Provided text:
%%

Brian's photo-shoot seems to have been triggered by his running of a childhood survivor, the three-rail Hornby Silver King, streamlined, it's been with him for over 70 years and is still running. I have a later two-rail Duchess of Sutherland in maroon as my treasured steam-era Loco.

R is for Recent Events

Had a mare of a day yesterday (Thursday), although it wasn't as bad as it could have been, and I managed to get back to Waterloo OK, despite the impending strike by tube workers, and some bus staff! The main event being the picking-up of a lovely lot of loot from Peter Evans.
 
I had a better Saturday last, attending the BMSS show in Reading, where among other things I picked up the above ephemera, all relatively useful, especially the colour facsimile of a Lineol catalogue. I may already have some of it, particularly the Corgi checklist/customer leaflet, but if so, it'll make a useful spare to swap for something!
 
The Hausser farm and zoo flyer is an original, and there's some German language stuff which seems to be either a dealers lists, or trade orders of some kind, and which may or may not have future use. The V&A monograph is a bit of fun for the library, and a picture of a diner from Route 66 heralds a parcel from Brian, which I'll hopefully post in the next few days, while Steve Vickers gave me both his cards!
 
Two Elastolin facsimiles got left out of the other shot, and I won two items on the raffle this year, the Land Rover kit has no figures (shock horror!), so I may just make them up 'as is', and photograph them against future Land Rover posts, in their neutral . . . gray - I just (a while ago) remembered I had to go to the bank, so shot off, forgetting I'd been doing this, then thought I'd go for a walk, it's a nice day, or it was, it's dark now! And actually wrote 'neutral' about ten hours ago!

%%

Work request 1:
For each statement about the post, answer yes or no and quote the words that decide it: (a) The writer attended the BMSS show in Reading on a Saturday. (b) The Hausser farm and zoo flyer is a facsimile. (c) The Land Rover kit came with figures.
Work request 2:
Please reproduce the post word for word, from "R is for Recent" up to and including "from Peter Evans.".
The entries come from a separate source.

Records supplied:
%%

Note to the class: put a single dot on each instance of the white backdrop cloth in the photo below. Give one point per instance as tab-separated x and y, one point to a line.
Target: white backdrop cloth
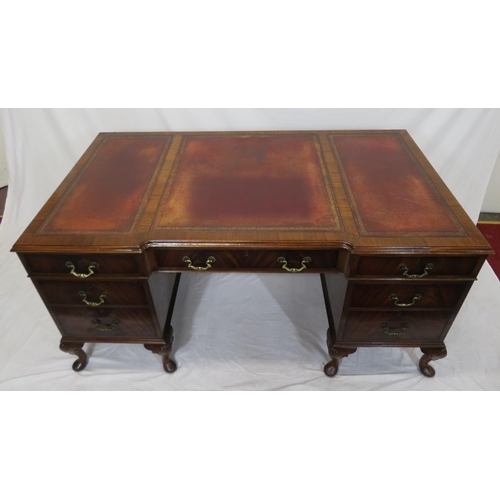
239	331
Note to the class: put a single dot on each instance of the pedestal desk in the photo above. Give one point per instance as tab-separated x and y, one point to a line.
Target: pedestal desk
394	252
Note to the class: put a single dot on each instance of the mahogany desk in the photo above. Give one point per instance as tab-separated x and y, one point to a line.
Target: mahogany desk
365	210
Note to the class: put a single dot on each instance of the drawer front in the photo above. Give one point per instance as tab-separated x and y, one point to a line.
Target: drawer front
409	296
251	260
394	327
417	267
83	264
93	293
96	323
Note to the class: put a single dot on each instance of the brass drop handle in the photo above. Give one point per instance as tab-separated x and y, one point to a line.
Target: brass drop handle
427	268
103	327
93	304
395	298
387	329
283	261
208	263
93	265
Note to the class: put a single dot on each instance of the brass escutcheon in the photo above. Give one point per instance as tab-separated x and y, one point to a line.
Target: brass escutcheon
208	263
102	327
93	265
93	304
283	261
386	329
395	298
404	268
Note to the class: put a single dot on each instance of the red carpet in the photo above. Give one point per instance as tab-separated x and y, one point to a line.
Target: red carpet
491	231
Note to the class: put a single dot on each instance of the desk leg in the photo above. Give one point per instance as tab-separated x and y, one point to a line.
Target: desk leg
431	354
336	353
164	350
76	349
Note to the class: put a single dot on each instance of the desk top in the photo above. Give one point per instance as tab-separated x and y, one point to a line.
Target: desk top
366	191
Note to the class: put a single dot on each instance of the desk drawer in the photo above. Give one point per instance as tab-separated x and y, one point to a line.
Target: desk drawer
102	293
95	323
393	327
83	264
398	295
417	267
247	260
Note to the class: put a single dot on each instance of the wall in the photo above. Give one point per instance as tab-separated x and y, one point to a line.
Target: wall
491	201
3	163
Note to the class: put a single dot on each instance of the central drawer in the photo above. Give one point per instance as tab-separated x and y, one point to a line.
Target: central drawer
247	260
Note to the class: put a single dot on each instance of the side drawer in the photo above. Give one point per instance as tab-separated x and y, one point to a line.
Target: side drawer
417	267
247	260
94	324
83	264
93	293
398	295
393	327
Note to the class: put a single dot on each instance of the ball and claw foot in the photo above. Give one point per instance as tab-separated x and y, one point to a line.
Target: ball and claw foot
336	353
77	350
430	354
169	365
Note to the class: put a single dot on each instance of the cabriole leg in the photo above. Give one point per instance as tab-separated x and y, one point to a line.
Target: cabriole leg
430	354
164	350
76	349
336	353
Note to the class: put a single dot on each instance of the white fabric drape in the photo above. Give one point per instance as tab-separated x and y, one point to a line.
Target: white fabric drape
241	331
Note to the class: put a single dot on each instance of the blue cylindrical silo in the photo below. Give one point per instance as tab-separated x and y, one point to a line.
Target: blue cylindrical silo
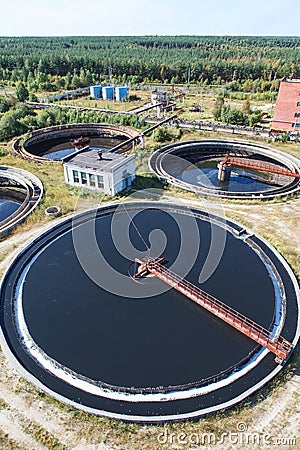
96	91
108	92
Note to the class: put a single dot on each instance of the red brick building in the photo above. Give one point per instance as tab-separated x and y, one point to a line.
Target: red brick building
287	109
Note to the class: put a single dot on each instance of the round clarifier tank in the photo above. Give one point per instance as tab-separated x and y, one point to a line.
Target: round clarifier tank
20	193
78	326
54	143
254	170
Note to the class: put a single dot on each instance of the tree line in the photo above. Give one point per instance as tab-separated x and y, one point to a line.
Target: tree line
50	63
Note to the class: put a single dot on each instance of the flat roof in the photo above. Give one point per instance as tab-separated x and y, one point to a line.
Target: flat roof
89	159
291	80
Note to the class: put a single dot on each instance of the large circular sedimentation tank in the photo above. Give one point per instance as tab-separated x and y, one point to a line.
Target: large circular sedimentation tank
20	194
53	143
76	324
194	166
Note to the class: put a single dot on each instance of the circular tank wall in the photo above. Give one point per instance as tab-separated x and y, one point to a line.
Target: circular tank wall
194	166
53	143
20	194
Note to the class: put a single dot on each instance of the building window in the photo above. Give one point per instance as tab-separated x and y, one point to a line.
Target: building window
75	176
100	181
92	180
83	178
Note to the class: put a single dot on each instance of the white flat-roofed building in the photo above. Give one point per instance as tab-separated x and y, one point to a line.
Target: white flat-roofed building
108	173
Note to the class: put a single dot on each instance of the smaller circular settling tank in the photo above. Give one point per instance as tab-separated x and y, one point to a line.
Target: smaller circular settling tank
227	168
55	143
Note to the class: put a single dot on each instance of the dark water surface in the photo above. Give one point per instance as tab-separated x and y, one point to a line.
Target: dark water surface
137	339
7	208
205	174
156	341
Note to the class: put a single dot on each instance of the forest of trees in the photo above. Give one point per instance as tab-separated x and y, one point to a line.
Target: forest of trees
30	65
250	64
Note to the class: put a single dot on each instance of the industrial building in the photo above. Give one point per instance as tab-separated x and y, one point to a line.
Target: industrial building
159	97
287	109
108	173
96	91
110	92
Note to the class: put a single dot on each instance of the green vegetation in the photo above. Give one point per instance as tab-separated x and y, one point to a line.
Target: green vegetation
249	64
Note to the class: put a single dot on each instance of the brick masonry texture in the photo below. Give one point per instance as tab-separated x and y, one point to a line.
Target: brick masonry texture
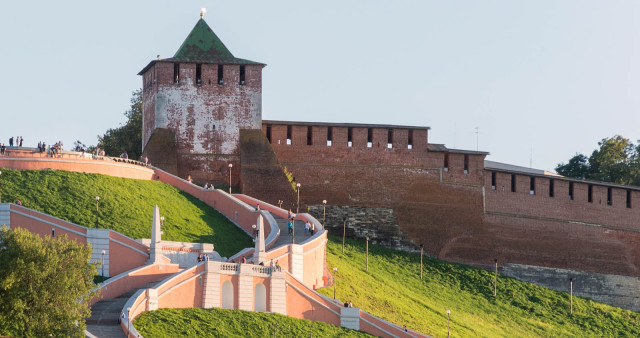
206	118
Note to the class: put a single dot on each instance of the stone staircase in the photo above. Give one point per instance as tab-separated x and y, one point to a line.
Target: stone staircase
105	313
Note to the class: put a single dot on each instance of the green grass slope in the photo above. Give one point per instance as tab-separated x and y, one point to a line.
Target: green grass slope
126	206
392	290
196	322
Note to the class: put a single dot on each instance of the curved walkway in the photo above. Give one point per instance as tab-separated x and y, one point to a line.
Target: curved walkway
104	315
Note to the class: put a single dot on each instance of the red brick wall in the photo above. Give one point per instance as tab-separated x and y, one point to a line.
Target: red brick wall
206	118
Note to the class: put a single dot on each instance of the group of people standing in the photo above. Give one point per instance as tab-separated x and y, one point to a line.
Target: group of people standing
18	141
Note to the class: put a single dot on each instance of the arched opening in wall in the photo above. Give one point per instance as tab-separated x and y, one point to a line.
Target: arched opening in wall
532	185
242	76
176	73
446	162
466	163
269	132
571	190
227	295
260	298
220	75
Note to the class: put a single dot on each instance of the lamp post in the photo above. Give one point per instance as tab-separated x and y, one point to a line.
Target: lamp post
448	320
495	278
97	203
103	265
128	321
335	281
571	294
421	255
293	229
298	205
367	253
344	231
230	166
324	211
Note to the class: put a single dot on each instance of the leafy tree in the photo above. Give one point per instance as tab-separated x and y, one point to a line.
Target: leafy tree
617	161
578	166
129	136
45	285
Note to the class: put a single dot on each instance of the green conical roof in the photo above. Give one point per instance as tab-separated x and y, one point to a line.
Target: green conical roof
203	45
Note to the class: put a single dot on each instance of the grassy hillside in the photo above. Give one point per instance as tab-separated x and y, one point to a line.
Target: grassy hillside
198	322
392	290
126	206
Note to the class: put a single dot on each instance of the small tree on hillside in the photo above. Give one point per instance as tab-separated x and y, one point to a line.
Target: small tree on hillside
45	285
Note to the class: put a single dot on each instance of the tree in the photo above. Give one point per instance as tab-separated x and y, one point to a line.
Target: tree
578	167
129	136
617	161
45	285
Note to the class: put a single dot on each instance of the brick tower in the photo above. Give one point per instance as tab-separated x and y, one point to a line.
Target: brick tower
194	105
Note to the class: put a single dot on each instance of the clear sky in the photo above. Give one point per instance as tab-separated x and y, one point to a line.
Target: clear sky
541	80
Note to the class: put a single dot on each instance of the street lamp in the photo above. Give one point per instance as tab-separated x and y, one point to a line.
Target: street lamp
230	166
103	265
448	320
344	231
335	281
293	229
128	321
367	253
571	294
495	278
97	203
298	206
324	208
421	255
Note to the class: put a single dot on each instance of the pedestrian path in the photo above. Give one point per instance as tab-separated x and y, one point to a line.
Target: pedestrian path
105	313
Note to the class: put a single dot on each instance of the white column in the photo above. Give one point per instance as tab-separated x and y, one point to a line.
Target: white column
155	254
99	240
278	293
297	262
212	288
152	299
259	254
5	215
350	318
245	288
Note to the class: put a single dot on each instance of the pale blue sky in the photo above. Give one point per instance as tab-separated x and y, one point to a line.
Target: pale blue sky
544	77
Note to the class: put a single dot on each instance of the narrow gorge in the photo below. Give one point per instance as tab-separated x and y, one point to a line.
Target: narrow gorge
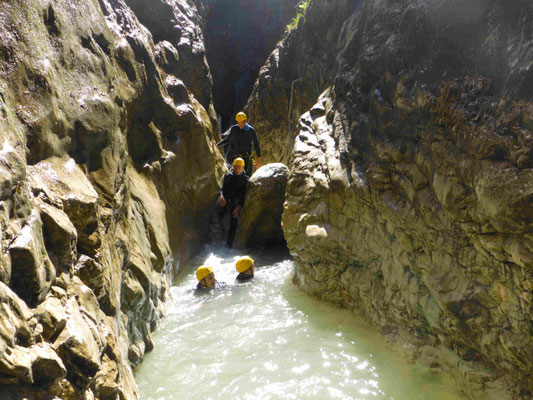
406	129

%%

Task output 1:
(a) Yes: "I had a better Saturday last, attending the BMSS show in Reading"
(b) No: "The Hausser farm and zoo flyer is an original"
(c) No: "the Land Rover kit has no figures (shock horror!)"

Task output 2:
R is for Recent Events

Had a mare of a day yesterday (Thursday), although it wasn't as bad as it could have been, and I managed to get back to Waterloo OK, despite the impending strike by tube workers, and some bus staff! The main event being the picking-up of a lovely lot of loot from Peter Evans.